(Referring expression pointing data)
........
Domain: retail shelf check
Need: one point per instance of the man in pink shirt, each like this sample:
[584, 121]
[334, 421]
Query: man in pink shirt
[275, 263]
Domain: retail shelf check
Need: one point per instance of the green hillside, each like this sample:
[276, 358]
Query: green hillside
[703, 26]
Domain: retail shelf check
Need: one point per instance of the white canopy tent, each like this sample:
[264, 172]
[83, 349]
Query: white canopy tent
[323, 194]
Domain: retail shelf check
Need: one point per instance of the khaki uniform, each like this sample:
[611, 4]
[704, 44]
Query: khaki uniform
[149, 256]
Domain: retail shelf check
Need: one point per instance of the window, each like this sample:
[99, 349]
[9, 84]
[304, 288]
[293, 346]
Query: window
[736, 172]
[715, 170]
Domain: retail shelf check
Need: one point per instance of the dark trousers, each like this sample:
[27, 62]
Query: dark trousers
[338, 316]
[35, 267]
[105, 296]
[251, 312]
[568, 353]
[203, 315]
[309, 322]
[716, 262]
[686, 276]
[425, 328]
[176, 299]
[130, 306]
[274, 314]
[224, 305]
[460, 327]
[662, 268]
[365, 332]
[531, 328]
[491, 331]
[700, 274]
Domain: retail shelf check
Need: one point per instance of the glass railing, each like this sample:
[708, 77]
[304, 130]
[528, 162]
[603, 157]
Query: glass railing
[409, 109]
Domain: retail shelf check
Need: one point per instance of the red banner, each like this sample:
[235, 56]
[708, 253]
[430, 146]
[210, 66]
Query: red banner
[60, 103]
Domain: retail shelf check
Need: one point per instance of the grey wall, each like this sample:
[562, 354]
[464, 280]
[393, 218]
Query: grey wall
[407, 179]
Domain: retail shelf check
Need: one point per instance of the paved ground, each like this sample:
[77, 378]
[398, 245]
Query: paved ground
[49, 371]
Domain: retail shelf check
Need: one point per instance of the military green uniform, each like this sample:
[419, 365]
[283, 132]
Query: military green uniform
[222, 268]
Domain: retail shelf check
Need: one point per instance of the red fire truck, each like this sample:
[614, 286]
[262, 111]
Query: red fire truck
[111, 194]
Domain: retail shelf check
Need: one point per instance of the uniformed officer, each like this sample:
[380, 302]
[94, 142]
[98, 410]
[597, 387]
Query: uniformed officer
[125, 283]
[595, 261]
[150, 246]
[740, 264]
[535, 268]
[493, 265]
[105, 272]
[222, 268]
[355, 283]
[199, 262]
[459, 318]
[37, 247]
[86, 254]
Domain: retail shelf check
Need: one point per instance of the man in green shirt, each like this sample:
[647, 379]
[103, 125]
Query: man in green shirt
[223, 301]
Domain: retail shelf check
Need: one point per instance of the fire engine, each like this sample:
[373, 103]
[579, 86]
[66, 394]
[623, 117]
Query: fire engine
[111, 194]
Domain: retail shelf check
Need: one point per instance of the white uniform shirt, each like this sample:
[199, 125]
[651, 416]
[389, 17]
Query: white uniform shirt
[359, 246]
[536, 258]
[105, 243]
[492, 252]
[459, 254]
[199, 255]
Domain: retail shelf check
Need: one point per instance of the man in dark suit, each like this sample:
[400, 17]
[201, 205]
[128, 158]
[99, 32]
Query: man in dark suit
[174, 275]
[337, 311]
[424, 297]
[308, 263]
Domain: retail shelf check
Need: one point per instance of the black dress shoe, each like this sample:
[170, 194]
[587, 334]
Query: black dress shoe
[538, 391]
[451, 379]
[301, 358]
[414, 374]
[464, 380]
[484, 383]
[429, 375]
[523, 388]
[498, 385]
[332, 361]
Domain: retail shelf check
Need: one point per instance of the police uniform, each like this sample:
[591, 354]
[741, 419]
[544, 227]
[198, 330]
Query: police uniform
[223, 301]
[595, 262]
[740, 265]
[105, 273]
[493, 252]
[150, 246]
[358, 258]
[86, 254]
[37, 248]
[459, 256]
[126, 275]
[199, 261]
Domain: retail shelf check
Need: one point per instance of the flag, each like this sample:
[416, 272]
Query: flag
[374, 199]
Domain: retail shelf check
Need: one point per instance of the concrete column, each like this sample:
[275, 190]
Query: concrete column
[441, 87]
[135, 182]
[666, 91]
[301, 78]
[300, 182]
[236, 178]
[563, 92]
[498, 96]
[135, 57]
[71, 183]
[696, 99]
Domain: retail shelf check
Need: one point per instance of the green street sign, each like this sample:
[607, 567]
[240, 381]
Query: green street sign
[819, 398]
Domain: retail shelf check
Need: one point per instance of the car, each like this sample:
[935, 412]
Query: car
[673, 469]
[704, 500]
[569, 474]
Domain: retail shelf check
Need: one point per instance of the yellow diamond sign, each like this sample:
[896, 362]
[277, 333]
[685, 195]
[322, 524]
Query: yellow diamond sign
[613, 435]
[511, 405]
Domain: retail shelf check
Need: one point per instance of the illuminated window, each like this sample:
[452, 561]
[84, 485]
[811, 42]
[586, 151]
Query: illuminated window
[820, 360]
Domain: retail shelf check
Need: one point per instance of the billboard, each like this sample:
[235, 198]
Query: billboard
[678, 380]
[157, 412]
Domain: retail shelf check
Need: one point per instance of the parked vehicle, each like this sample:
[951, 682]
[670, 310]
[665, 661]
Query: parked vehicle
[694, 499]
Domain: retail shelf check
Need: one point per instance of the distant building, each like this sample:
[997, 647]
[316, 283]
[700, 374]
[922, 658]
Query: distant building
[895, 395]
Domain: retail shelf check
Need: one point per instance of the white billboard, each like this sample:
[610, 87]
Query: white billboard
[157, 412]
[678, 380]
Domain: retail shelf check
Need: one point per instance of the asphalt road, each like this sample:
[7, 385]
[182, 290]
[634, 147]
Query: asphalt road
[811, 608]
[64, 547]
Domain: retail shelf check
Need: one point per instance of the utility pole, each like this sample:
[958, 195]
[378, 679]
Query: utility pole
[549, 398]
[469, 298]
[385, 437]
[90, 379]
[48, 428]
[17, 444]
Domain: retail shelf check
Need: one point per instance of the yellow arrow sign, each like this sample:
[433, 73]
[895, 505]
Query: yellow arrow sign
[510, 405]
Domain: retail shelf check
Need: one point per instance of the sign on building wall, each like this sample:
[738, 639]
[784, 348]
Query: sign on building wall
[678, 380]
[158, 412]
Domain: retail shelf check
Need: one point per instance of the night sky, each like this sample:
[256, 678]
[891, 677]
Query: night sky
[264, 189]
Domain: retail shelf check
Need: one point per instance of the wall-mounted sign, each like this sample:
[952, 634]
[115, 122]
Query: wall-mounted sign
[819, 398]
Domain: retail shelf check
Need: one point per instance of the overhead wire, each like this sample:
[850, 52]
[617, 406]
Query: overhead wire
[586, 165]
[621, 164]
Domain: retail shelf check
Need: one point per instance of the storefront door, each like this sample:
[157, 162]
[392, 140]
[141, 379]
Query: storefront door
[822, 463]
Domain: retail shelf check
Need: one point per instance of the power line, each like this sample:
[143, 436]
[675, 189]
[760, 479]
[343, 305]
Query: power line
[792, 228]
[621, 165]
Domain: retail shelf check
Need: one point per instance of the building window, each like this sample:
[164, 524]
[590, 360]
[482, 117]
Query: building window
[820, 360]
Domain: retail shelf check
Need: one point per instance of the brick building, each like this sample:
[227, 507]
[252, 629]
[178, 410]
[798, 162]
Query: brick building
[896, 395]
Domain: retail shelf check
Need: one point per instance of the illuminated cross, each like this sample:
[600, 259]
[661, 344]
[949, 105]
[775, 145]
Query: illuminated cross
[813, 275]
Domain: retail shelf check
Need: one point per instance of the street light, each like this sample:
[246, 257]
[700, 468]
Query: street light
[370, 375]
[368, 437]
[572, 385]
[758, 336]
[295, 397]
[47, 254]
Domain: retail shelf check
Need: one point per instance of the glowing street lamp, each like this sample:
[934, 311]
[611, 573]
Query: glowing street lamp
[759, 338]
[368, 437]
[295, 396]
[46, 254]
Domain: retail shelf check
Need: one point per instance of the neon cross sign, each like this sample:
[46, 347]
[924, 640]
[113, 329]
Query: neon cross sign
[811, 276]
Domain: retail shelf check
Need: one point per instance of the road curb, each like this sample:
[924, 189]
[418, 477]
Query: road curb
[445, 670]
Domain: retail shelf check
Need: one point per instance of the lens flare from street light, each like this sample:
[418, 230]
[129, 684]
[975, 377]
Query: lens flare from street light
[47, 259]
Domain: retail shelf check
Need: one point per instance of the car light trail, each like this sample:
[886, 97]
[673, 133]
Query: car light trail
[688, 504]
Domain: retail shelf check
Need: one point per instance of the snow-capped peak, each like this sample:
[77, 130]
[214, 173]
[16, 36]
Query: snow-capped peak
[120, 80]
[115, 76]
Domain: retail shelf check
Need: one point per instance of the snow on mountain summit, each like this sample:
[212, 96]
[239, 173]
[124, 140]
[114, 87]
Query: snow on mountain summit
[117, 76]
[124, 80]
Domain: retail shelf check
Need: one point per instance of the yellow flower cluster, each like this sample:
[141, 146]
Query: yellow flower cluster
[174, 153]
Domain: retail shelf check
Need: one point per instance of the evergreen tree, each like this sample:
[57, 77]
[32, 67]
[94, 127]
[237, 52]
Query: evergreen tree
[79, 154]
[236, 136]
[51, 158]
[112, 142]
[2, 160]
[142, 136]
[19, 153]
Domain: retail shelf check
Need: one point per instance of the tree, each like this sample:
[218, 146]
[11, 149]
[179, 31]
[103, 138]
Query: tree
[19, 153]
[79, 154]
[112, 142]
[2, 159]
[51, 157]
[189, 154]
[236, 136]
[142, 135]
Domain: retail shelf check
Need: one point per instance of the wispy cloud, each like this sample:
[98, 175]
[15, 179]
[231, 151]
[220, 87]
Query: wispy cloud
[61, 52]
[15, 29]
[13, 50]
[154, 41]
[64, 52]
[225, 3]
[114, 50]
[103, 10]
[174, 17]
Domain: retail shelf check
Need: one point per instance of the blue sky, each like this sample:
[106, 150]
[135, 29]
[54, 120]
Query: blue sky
........
> WHAT THE TASK REQUIRES
All lines of the entries above where "blue" turns up should be reported.

> FINISHED EXERCISE
Need: one point per instance of the blue sky, each like this sample:
Query: blue sky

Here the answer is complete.